Lay out the stretch of the records from the line containing "Reviewer note: verify that every instance of the shop" through the line containing "[[370, 501], [474, 517]]" as a JSON list of strings, one string per line, with blank lines left out.

(Dataset items)
<<<<
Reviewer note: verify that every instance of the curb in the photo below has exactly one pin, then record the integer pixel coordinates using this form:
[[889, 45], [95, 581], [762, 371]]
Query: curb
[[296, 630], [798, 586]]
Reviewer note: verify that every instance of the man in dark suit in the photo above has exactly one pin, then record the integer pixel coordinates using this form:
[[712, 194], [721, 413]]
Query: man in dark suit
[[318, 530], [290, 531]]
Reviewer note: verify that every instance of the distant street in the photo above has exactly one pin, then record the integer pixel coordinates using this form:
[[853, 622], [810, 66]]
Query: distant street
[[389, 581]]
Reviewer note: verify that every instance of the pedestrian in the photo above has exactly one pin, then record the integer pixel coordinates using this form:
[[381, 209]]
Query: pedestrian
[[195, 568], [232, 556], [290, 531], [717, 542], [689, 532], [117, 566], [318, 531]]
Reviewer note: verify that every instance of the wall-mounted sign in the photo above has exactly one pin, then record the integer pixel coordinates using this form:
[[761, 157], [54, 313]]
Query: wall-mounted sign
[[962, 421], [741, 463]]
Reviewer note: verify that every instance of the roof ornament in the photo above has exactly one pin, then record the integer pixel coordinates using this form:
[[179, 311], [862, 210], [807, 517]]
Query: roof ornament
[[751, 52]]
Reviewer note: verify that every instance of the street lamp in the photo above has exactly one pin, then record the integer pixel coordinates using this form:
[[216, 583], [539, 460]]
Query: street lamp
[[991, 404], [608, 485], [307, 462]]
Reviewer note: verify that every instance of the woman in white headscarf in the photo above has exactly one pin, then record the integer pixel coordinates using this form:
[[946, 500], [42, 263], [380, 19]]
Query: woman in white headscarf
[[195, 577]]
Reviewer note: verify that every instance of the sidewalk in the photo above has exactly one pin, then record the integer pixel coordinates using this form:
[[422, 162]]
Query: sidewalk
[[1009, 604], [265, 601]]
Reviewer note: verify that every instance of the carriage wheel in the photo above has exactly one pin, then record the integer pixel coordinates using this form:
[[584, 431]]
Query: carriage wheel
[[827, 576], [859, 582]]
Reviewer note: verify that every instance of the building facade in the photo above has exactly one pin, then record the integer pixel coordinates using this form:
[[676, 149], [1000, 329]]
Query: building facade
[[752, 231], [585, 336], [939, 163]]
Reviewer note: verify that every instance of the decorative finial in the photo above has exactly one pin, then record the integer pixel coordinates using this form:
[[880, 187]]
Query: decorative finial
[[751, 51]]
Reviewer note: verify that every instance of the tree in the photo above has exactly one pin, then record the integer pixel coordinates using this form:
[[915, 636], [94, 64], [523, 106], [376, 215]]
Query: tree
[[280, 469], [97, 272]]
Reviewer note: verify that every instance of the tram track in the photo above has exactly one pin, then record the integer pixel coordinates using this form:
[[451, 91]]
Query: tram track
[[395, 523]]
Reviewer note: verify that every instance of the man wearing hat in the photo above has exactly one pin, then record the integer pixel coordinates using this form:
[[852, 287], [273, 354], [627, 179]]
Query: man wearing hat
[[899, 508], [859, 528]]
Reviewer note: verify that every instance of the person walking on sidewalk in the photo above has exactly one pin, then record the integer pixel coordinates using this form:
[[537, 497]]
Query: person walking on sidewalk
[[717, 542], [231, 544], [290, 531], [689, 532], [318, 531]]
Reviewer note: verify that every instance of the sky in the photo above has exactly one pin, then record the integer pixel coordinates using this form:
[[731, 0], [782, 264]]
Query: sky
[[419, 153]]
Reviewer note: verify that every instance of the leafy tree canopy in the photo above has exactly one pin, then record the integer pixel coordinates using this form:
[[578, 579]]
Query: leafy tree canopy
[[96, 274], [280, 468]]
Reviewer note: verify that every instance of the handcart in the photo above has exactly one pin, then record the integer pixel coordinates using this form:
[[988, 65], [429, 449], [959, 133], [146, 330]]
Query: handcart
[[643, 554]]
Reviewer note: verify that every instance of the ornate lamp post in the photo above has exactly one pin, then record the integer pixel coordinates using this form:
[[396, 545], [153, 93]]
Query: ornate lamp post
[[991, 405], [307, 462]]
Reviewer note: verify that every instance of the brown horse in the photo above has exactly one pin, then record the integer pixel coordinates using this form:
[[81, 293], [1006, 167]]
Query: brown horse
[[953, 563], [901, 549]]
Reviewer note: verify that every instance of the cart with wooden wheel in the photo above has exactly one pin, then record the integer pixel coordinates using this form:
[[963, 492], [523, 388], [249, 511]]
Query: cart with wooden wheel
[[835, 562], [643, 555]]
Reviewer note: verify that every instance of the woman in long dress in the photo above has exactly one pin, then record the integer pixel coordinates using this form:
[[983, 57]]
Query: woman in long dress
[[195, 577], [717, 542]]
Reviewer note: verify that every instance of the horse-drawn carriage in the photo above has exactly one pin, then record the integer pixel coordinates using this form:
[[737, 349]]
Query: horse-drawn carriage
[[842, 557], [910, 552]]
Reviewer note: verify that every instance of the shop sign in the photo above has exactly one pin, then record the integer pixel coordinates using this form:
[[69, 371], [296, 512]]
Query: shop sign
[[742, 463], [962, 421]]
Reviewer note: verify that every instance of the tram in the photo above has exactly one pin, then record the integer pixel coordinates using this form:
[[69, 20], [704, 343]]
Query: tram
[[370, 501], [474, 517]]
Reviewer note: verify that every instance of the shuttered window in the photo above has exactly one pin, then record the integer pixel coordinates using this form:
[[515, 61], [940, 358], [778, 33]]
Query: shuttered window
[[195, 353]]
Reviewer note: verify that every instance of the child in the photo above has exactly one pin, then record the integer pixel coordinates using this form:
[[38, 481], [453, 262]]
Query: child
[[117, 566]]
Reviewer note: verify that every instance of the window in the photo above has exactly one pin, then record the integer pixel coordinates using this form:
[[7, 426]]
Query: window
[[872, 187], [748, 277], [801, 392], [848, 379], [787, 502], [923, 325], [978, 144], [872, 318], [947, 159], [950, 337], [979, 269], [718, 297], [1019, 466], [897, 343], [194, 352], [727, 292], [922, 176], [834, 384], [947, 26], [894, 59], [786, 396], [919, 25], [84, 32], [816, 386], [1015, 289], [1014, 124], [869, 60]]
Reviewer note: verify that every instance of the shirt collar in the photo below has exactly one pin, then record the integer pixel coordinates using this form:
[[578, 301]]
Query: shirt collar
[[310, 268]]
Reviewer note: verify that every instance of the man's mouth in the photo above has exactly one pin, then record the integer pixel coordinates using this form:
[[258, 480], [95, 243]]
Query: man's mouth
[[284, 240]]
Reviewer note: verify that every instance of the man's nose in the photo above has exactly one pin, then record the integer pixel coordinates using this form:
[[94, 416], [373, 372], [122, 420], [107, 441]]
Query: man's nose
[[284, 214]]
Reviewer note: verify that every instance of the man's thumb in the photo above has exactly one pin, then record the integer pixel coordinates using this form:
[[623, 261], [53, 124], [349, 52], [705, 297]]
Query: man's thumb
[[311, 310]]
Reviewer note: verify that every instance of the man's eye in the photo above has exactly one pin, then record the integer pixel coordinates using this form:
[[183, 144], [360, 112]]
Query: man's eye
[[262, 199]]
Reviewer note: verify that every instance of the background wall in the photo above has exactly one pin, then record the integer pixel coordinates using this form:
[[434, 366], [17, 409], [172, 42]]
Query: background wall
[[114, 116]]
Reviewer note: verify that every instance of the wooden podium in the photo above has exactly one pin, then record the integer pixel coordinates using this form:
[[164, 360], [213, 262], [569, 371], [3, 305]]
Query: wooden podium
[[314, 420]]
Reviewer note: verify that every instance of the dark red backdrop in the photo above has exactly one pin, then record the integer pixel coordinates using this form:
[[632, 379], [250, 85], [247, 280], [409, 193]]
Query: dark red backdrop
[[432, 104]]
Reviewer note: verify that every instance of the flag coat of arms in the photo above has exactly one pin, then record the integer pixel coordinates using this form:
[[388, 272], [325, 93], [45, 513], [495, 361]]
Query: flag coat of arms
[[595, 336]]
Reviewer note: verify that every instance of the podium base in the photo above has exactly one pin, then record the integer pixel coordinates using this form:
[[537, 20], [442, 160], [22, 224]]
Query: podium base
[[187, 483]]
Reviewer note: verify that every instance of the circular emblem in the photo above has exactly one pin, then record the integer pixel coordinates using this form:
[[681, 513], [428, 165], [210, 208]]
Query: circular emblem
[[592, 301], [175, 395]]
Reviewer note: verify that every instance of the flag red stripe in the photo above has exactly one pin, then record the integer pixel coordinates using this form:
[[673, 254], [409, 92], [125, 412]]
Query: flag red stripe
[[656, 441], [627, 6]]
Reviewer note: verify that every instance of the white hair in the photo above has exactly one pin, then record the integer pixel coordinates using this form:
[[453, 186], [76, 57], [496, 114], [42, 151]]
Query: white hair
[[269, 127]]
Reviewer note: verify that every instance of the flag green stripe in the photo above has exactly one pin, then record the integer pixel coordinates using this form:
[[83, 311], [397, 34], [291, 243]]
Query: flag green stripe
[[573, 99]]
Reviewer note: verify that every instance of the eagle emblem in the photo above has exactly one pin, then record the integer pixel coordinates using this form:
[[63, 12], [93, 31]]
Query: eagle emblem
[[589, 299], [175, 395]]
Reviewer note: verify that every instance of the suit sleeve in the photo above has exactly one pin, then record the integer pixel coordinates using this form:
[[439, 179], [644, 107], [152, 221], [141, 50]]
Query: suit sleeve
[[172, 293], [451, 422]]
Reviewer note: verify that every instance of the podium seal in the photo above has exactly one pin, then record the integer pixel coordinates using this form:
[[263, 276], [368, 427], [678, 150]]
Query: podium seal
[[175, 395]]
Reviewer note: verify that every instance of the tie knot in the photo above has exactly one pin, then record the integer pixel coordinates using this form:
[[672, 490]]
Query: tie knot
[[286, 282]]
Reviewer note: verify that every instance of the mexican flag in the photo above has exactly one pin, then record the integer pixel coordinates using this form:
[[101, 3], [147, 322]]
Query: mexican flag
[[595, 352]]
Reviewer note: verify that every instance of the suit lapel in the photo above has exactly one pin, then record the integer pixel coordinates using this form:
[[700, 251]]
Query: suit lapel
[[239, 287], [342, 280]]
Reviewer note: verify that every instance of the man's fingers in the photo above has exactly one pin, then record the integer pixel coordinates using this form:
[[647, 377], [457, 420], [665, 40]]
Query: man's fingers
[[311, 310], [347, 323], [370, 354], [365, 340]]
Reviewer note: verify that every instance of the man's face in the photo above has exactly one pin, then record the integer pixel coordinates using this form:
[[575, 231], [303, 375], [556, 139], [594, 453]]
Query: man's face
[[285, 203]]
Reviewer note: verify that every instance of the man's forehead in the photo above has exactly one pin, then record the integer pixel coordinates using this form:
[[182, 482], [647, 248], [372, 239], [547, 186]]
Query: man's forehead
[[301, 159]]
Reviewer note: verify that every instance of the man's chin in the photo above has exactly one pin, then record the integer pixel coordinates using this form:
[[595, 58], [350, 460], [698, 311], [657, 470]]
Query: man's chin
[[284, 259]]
>>>>
Exercise response:
[
  "Reviewer note: verify that every instance of the shop sign in the photo above has exactly one pin, then record the integer pixel coordinates using this form:",
  "[[69, 371], [296, 512]]",
  "Query: shop sign",
  "[[742, 463], [962, 421]]",
  "Reviewer note: verify that every instance of the tram in the photo above has exactly one pin, then record the integer pixel coordinates using this form:",
  "[[69, 20], [704, 343]]",
  "Query: tram",
  "[[370, 501], [474, 517]]"
]